### Selected extract:
◆ ◆ ◆
Twitter provides a wonderful source of semi-static training material. I say “semi-static” since the tweets themselves are static but the source, be it a user or tag, is always changing; this means we would want to take a snapshot of a selection of tweets. With Go this can be done quite trivially using a lovely module named twitter-scraper. This module makes gathering data from Twitter easy as pie. To demonstrate this, let’s look at some code.
scraper := twitter.New()
fmt.Println(fmt.Sprintf("%s@%s", Magenta("Training on "), user))
for tweet := range scraper.GetTweets(context.Background(), user, sample_size) {
wg.Add(1)
go Train(tweet.Text, chain)
}
wg.Wait()
Here we created a new twitter-scraper object then using the username provided (user
), we get sample_size
amount of tweets from their profile in
parallel. Then we take the text from the tweet and feed it into the Train
command.
This can handle up to ~3200 tweet retrievals at a time and using the goroutines method of retrieval makes it extremely fast.
Now we have data to work with.
gomarkov⌗
gomarkov is another fantastic module which allows us to use Markov chains fairly easily compared to writing our
own from scratch. It supports training and generation but even more useful it supports saving to JSON natively which will be useful later on. Let’s look
at that Train
function. Assume we’ve declared our gomarkov.Chain
earlier to pass along to Train
.
func Train(tweet string, c *gomarkov.Chain) {
defer wg.Done()
scanner := bufio.NewScanner(strings.NewReader(tweet))
for scanner.Scan() {
c.Add(strings.Split(scanner.Text(), " "))
◆ ◆ ◆
### Material:
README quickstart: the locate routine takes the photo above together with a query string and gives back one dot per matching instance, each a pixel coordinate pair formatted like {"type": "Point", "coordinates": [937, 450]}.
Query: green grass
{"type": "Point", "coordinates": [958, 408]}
◆ ◆ ◆
### Tasks to carry out:
**a)** Rewrite the paragraph of the extract beginning "Twitter provides a wonderful source" as a short bulleted list that keeps its main facts.
**b)** Extract the passage of the extract between "Here we created" and "it extremely fast.", inclusive, copying it without changes.

### Task results:
**a)**
- Twitter is a source of semi-static training material.
- The tweets themselves are static, but their source (a user or tag) keeps changing, so a snapshot of a selection of tweets is needed.
- In Go, the twitter-scraper module makes gathering this data from Twitter easy.
- Code follows to demonstrate this.

**b)**
Here we created a new twitter-scraper object then using the username provided (user
), we get sample_size
amount of tweets from their profile in
parallel. Then we take the text from the tweet and feed it into the Train
command.
This can handle up to ~3200 tweet retrievals at a time and using the goroutines method of retrieval makes it extremely fast.